--- AIM OF THE TASK ---
Output every record word for word.

━━ ENTRIES SUPPLIED ━━

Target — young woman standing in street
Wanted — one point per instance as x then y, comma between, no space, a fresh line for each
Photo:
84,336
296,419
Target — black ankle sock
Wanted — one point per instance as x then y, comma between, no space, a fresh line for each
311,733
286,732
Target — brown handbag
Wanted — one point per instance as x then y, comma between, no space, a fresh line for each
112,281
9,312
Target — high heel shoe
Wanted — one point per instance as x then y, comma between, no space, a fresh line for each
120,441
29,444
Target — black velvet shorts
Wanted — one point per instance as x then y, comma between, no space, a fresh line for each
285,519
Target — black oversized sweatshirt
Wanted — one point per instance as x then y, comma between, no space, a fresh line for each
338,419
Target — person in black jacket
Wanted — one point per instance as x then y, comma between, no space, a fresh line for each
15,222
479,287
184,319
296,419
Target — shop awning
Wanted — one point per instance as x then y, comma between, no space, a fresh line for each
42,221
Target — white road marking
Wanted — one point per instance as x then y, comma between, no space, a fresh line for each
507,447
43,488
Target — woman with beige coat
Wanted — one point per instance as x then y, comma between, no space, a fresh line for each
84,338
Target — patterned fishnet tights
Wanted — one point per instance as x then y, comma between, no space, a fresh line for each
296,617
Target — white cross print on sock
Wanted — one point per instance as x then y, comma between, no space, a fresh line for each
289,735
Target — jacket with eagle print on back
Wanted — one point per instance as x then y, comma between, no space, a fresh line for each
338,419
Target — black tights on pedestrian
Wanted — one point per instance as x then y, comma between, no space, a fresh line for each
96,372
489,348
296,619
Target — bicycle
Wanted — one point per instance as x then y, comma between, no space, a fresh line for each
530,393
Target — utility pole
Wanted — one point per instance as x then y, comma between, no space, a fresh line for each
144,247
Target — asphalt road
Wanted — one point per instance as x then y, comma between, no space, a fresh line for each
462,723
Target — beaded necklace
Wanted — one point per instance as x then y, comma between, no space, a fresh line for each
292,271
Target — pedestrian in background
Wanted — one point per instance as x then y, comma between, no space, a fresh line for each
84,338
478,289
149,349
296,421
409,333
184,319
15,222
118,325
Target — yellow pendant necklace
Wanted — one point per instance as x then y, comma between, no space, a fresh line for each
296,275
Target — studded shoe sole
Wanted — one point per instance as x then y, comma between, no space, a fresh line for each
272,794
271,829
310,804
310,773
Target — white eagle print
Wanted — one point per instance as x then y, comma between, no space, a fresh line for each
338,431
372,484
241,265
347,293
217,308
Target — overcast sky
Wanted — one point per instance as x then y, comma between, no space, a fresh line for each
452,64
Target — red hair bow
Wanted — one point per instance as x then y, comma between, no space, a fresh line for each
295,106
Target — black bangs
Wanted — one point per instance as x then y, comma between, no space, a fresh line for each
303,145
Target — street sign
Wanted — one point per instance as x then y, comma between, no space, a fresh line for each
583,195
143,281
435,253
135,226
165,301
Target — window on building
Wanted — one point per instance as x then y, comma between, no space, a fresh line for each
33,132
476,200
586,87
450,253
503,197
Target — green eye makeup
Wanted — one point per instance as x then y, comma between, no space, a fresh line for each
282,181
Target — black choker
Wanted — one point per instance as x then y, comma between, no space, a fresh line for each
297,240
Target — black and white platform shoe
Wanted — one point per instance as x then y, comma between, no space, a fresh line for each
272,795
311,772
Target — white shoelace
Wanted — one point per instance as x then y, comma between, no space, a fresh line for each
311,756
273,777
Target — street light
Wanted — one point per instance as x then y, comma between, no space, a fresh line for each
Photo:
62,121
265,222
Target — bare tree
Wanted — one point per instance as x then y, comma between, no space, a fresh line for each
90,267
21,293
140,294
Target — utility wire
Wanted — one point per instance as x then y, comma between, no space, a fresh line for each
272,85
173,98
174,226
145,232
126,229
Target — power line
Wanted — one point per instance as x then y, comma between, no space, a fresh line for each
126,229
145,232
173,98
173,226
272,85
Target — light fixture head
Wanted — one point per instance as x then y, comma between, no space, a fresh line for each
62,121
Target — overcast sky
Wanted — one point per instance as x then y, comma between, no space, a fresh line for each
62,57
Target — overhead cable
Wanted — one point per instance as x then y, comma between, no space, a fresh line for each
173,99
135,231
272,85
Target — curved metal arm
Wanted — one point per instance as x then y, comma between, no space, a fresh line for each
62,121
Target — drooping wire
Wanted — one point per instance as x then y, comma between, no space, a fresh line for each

━━━

--- ANSWER TO THIS PROBLEM ---
Target — young woman standing in street
Wanted — one point per instance as x then y, comma between, no space, a fresh line for each
Photo:
84,336
296,419
Target — black ankle sock
Wanted — one point per instance as x then y, comma between, no space, a fresh line for each
311,733
286,732
Target — brown handbag
Wanted — one point per instance as x then y, comma between, no space, a fresh line for each
112,281
9,312
Target — high heel shoe
Wanted — one point per instance as x then y, comma between, no space, a fresh line for each
120,441
29,444
Target — black velvet shorts
Wanted — one point per instance as x then y, comma between, no space, a fresh line for each
285,519
Target — black oversized sweatshirt
Wanted — one point per instance as x then y, comma between, no space, a fresh line for each
338,419
Target — person in black jacket
Wanted — one point per instance as x then y, comma between, no space, a fresh line for each
15,222
479,287
184,319
296,419
Target — shop awning
Wanted — one point per instance as x then y, comma between, no space, a fresh line for each
42,221
Target — white road marking
Wanted — one point per instance as x then y, comma between, no space, a fresh line for each
507,447
43,488
Target — woman with beige coat
Wanted — one point per instance as x then y, comma between, no space, a fresh line for each
84,338
Target — patterned fishnet tights
Wanted — one point per instance as x then y, comma between, no space, a fresh line for each
296,617
Target — white cross print on sock
Wanted — one point per instance as x then y, comma between, no space, a fresh line for each
289,735
Target — jacket with eagle print on back
Wanted — one point per instance as x then y, comma between, no space, a fresh line for each
338,419
Target — black tights on pedestrian
Wanted — one point per instance as x then y, comma between, no space, a fresh line for each
96,372
489,348
296,619
Target — bicycle
Wanted — one point per instance as x then y, comma between, no space, a fresh line for each
530,393
Target — utility pole
Wanted — one point per instance as x then y, comma between, no space, a fresh line for each
144,247
Target — asphalt road
Wanted — one point per instance as x then y, comma between, no space, a fresh line for each
462,723
Target — beaded necklace
Wanted — one point per instance as x then y, comma between, no space, a fresh line for each
292,271
Target — pedestrian in background
Wanted — one point per instance as x then y, comma between, no space, a fresh line for each
84,338
478,289
149,349
296,421
409,333
184,319
15,222
118,325
Target — yellow pendant necklace
Wanted — one point per instance as x then y, comma between, no space, a fresh line for each
296,275
Target — studded shoe sole
Wanted — one point per instance as x then y, comma between, no space, a fresh line for each
272,794
271,829
310,804
310,773
Target — white eagle print
Wanted — one point per instance as x then y, comma between, no space, a fresh line for each
338,431
372,484
241,265
347,293
217,308
Target — overcast sky
Wanted — one point per instance as x then y, comma between, no space, a fresh line for each
452,64
Target — red hair bow
Wanted — one point per instance as x then y, comma between, no space, a fresh line for each
295,106
Target — black bangs
Wanted — one point per instance as x then y, comma between, no space, a fresh line for each
303,145
Target — street sign
Wanted — one point per instance as x then y, comma between, no space, a fresh line for each
583,195
143,281
435,253
135,226
165,301
Target — window on building
Wanted — one point per instance as x then y, comma between, no space, a fresh line for each
33,132
476,200
586,87
450,253
503,197
Target — green eye makeup
Wanted — one point per instance as x then y, comma between, no space, a fresh line for each
282,181
Target — black choker
Wanted — one point per instance as x then y, comma between, no space, a fresh line for each
297,240
Target — black and white platform shoe
Wanted — one point per instance as x then y, comma between, no space, a fresh line for each
272,795
311,772
Target — white shoelace
Wanted — one point per instance as x then y, comma between, no space, a fresh line for each
311,756
273,777
Target — street light
Wanted — one point per instance as x then y, comma between, no space, a fresh line for each
Photo:
62,121
265,222
Target — bare tree
Wanted — one point per instance as x then y, comma between, no space, a fresh line for each
90,267
21,293
140,294
Target — utility wire
Wanted — one point per instance as x then y, comma between, no space, a fresh line for each
272,85
173,98
174,226
145,232
126,229
Target — power line
Wanted — one point per instance as x then y, comma between, no space, a fresh line for each
126,229
145,232
173,98
173,226
272,85
Target — light fixture head
Wanted — one point per instance as x then y, comma between, no space, a fresh line for each
62,121
Target — overcast sky
Wanted — one point per instance as x then y, comma between, no space, a fresh line for each
62,57
Target — overhead cable
Wanted — one point per instance as x then y, comma between, no space, a fresh line for each
173,99
135,231
272,85
Target — curved metal arm
Wanted — one point per instance as x then y, comma between, no space, a fresh line for each
62,121
Target — drooping wire
Wanted — one point per instance as x then y, comma between, no space, a fresh line for each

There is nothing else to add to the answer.